TASK DETAILS
Reproduce the listing verbatim.

##### INFORMATION GIVEN #####

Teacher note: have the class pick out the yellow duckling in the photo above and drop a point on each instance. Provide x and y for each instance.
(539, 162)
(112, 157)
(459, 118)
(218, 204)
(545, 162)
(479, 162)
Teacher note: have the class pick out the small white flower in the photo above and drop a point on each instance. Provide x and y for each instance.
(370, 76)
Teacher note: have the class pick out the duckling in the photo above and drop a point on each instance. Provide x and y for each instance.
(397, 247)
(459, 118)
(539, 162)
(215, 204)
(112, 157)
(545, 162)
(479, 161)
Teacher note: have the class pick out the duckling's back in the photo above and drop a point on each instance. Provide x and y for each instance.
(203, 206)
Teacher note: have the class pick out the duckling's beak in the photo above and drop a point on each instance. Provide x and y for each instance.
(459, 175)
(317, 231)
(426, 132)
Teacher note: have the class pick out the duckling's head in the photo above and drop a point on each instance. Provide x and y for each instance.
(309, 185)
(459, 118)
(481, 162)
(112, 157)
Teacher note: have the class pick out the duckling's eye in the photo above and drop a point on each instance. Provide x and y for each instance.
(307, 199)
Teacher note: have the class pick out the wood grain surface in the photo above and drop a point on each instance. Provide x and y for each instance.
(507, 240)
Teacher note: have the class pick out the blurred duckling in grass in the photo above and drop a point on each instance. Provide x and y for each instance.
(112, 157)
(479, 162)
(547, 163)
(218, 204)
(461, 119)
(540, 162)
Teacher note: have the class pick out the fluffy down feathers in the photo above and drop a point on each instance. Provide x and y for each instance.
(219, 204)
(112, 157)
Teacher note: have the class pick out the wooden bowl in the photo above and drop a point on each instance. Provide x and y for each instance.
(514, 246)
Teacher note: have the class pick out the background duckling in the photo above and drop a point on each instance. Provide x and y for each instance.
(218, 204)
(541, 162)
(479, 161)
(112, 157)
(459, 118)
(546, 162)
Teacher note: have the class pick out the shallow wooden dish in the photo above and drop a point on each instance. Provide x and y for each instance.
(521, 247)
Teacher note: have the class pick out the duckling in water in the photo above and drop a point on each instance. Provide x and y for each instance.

#####

CORRECT ANSWER
Teacher note: have the class pick out the yellow duckling in the photo above and drop a point on each instance. Provide x and y for each instance.
(539, 162)
(112, 157)
(459, 118)
(218, 204)
(545, 162)
(479, 162)
Teacher note: have the class pick out the small white flower in the photo above and drop a point on each instance. Provide x and y for each instance.
(370, 76)
Teacher note: have the class pick out the duckling in the photo above and drop a point on each instance. Provide x and y for each instance.
(397, 247)
(459, 118)
(539, 162)
(215, 204)
(112, 157)
(545, 162)
(479, 161)
Teacher note: have the class pick out the duckling's back in the photo above and drop a point on each instance. Provide x and y for each instance.
(203, 206)
Teacher note: have the class pick out the duckling's beak in the photo above and drop a point on each instance. Provide x and y for each instance.
(459, 175)
(317, 231)
(426, 132)
Teacher note: have the class pick out the duckling's head in the photo above and drop a point on each instance. Provide x and y for each instance.
(309, 185)
(459, 118)
(481, 162)
(112, 157)
Teacher note: have the class pick out the duckling's eye in the photo above and drop a point on each instance. Provide x and y for each instance.
(307, 199)
Teacher note: have the class pick out the wood grain surface in the photo above and drop a point on each instance. Provide x and y for each instance.
(507, 240)
Teacher note: have the class pick out the blurred duckling in grass in the photo above and drop a point on each instance. Provide x and y for each instance.
(112, 157)
(479, 162)
(547, 163)
(218, 204)
(461, 119)
(540, 162)
Teacher note: have the class pick out the fluffy down feathers in the photo above and drop a point on each instance. Provide x and y for each instance.
(219, 204)
(112, 157)
Teacher note: have the class pick out the wooden bowl in the photo above and drop a point on each instance. Provide x and y for each instance.
(514, 246)
Teacher note: have the class pick out the background duckling in the photo above and drop a point on each instance. Provide x and y for each instance.
(218, 204)
(541, 162)
(479, 161)
(112, 157)
(459, 118)
(546, 162)
Teacher note: have the class pick out the shallow wooden dish in the photo above and drop a point on each instance. Provide x and y for each instance.
(521, 247)
Teacher note: have the class pick out the duckling in water in the photo above and drop a point on each instance. Provide x and y for each instance.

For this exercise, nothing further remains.